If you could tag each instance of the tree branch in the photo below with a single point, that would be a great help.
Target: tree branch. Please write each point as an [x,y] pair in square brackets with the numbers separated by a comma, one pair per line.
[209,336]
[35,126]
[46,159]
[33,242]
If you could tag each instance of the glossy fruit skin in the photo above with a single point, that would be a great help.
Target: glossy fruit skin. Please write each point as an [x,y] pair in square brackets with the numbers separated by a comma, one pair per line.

## Activity
Each line above from the one with "Target: tree branch." up to and including the one with "If you could tag each instance of the glossy" must be set down exactly, and no line outside that span may appear.

## The answer
Target: tree branch. Please write each point as an [x,y] pair in square brackets with the numbers separated by a comma, one pair per line.
[209,336]
[35,126]
[46,159]
[33,242]
If you could tag each instance of the glossy fruit skin in the photo above with a single point, that would be a great help.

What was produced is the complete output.